- **REQUIRED ACTION 1**: Per the hockey article, which team did Randy Irving play for before arriving in North Carolina, besides teams in Denver?

** SELECTED PASSAGE follows **

ICE HEROES: WHERE ARE THEY NOW?
Several times per year, thousands of black and gold clad students pack Joel Coliseum to see their beloved Demon Deacons take the court. Most probably have no idea that 30 years ago, another arena sat on this very site, and it was hockey, not basketball that dominated the schedule.
The Carolina Thunderbirds, later the Winston-Salem Thunderbirds, played from 1981 until 1992 when the team was sold and moved to Wheeling, West Virginia. They played in two arenas and three leagues, and they won four championships over that span. Old fans might remember names such as Randy Irving, Dave Watson, Michel Lanouette and Brian Carroll. A few went on to the big leagues, including John Torchetti and former coach Rick Dudley, both of whom went on to coach NHL teams. Dudley is now Senior Vice President for Hockey Operations of the Montreal Canadiens.
But most of the franchise’s core players elected to stay local and chase after the next dream. Irving, the franchise leader in points and games played grew up in Lake Cowichan, British Columbia “” a town of about 3,000 people on Vancouver Island. He started playing hockey when he was eight. After four years in the Canadian junior leagues, he began playing professional hockey for several minor league teams in Denver and the Fort Worth Texans. Before arriving in North Carolina in 1982, his only exposure to the state was through Andy Griffith.
“A buddy of mine was playing down here and asked me to come down here, and I came down at the end of the year (1982),” he said. “They had like 15 games left and they were in last place.”
Irving said the weather helped him fall in love with the area. “It was October, and it was 70 degrees, so I knew I’d like it more than the Northwest where it rained all the time,” he said.
At the time, the Thunderbirds were only the second hockey team to come to the Triad, following the collapse of the Polar Twins in 1977.
“Back then there was no team in Greensboro, so they say there was a couple thousand from Greensboro that came to every game,” Irving said. “During the ACC tournament, you know in the basketball tournament we would only get a few thousand but on Friday and Saturday nights there would be 4,000-7,000 people there every game.”
Irving retired after the ’89-’90 season and worked in a friend’s tire shop for five years. Later he was a warehouse manager and a seismic driller.
When asked whether he is proud of being one of the franchise’s leaders, Irving shrugs and says he is proud of the four championships the team won in seven years from 1982 to 1989.
Irving resides in Oak Ridge where he operates a taxi for a business run by his former teammate, Watson.
Another of Irving’s teammates, Joe Curran, also operates a taxi service called Joe’s Taxi in Clemmons. Curran played for the Thunderbirds for four years and was a member of the championship teams in 1985 and 1986. From his accent, it might come as no surprise that he grew up in Boston. He attended the University of Massachusetts Boston from 1980 to 1984, where he played college hockey and earned a degree in sociology. Curran said he was familiar with Winston-Salem before he arrived because the Boston Red Sox operated their farm team there.
Curran said while he was there the team had a loyal following and built a family atmosphere for the players.
“People used to look out for us,” he said. “They had us over for dinner all the time. It was a lot of fun.”

** End of SELECTED PASSAGE **

- **REQUIRED ACTION 2**: Extract every line of the records that contains the string "rough". Matching is case-sensitive.

** DATA LISTING follows **

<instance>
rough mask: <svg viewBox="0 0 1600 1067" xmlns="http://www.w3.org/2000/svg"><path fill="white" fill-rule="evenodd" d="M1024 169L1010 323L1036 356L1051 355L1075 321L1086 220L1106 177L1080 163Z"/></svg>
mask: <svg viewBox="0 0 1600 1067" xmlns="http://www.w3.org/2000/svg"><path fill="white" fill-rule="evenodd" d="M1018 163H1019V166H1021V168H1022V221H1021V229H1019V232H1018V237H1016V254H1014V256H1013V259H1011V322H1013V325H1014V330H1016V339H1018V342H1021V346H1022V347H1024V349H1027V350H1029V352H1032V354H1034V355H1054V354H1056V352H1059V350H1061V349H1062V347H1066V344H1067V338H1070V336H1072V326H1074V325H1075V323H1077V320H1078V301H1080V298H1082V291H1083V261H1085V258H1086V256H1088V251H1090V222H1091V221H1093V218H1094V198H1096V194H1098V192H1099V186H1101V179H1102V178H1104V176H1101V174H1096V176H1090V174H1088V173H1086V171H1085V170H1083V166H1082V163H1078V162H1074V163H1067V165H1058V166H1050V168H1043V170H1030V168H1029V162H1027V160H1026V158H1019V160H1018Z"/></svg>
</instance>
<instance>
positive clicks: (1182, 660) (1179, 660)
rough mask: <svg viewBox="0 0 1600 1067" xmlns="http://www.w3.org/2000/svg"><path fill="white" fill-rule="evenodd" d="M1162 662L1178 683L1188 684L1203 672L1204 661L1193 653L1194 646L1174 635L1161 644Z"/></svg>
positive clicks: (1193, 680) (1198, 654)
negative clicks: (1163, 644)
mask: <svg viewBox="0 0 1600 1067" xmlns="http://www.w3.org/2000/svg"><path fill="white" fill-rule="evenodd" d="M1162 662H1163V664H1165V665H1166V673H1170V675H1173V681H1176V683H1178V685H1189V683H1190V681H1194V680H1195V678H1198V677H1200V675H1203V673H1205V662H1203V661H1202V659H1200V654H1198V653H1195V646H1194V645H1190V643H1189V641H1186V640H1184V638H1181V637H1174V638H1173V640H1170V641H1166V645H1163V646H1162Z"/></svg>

** End of DATA LISTING **

- **SOLUTION 1**: The Fort Worth Texans.

- **SOLUTION 2**:
rough mask: <svg viewBox="0 0 1600 1067" xmlns="http://www.w3.org/2000/svg"><path fill="white" fill-rule="evenodd" d="M1024 169L1010 323L1036 356L1051 355L1075 321L1086 220L1106 177L1080 163Z"/></svg>
rough mask: <svg viewBox="0 0 1600 1067" xmlns="http://www.w3.org/2000/svg"><path fill="white" fill-rule="evenodd" d="M1162 662L1178 683L1188 684L1203 672L1204 661L1193 653L1194 646L1174 635L1161 644Z"/></svg>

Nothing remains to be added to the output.